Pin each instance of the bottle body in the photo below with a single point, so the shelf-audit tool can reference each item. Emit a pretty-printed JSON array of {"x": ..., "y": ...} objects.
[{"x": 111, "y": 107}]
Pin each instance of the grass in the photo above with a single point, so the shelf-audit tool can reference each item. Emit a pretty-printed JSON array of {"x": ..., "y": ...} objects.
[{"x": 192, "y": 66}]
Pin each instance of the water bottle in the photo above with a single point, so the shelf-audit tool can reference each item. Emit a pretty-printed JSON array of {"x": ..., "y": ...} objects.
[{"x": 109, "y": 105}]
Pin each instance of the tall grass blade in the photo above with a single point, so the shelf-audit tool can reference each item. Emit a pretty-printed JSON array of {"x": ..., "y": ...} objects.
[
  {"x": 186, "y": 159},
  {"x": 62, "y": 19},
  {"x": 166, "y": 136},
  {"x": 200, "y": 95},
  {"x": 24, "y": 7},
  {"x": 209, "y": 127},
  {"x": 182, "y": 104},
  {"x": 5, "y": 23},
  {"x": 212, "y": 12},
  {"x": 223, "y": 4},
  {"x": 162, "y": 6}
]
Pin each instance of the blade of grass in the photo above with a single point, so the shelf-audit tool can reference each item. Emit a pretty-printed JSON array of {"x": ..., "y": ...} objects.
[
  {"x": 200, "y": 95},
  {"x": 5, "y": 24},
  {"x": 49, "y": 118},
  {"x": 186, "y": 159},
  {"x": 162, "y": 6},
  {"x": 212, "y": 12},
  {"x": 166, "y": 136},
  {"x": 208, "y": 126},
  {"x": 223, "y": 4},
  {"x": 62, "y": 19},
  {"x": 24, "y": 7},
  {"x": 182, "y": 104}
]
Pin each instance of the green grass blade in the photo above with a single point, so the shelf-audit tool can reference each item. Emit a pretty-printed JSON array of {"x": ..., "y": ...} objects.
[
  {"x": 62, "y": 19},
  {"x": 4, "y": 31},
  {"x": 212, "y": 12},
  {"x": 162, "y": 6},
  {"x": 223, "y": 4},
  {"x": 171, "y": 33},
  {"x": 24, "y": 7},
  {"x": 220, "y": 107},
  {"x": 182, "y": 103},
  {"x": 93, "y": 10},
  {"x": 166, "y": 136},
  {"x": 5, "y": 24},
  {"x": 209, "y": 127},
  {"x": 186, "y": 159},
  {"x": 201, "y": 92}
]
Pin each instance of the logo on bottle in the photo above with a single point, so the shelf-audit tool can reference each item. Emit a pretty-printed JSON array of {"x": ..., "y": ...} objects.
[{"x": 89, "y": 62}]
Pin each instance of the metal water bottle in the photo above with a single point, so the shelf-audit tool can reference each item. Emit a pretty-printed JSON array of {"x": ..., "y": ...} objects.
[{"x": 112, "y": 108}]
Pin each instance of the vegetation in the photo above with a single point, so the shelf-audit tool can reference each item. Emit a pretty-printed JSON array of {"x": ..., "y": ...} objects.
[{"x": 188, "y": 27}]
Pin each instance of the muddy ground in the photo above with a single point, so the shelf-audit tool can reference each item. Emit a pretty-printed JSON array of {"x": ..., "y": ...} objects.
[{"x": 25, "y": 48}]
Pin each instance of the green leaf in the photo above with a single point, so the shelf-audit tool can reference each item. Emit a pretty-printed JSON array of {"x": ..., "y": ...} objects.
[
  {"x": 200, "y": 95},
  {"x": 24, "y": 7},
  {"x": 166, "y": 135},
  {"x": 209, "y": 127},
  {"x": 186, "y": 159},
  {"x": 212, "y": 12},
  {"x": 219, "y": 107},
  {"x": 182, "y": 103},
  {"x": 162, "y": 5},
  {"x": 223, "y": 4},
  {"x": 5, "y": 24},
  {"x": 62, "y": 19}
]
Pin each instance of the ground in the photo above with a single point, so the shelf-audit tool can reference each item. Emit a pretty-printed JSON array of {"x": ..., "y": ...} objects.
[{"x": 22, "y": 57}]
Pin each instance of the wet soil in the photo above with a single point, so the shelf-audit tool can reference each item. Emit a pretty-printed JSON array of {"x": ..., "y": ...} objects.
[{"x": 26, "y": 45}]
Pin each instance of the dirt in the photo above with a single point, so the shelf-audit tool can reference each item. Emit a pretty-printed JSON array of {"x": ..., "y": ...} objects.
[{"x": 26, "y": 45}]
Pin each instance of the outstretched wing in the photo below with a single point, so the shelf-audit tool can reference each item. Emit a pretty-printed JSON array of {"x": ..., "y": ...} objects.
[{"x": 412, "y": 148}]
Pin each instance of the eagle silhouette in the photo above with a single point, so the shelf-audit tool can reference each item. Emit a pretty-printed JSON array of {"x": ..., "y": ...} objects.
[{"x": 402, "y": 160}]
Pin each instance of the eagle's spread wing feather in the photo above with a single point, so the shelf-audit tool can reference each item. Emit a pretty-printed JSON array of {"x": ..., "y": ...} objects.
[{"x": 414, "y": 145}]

------

◆ **Directive**
Format the records as a numbered list, starting at the line that contains "Pin each instance of the outstretched" and ending with the final line of the records, and omit any blank lines.

◆ **Answer**
1. Pin each instance of the outstretched wing in the photo below with a single point, so the shelf-audit tool can reference each item. Emit a pretty-printed JSON array of {"x": ..., "y": ...} objects.
2. [{"x": 412, "y": 148}]
3. Pin each instance of the eagle silhouette in the photo above with a single point, so the shelf-audit tool can reference each item. Emit a pretty-printed JSON array of {"x": ..., "y": ...} objects.
4. [{"x": 402, "y": 160}]
5. Pin each instance of the eagle's spread wing feather in the photo above with a single point, so the shelf-audit tool can reference each item. Emit a pretty-printed JSON array of {"x": ..., "y": ...} objects.
6. [{"x": 414, "y": 145}]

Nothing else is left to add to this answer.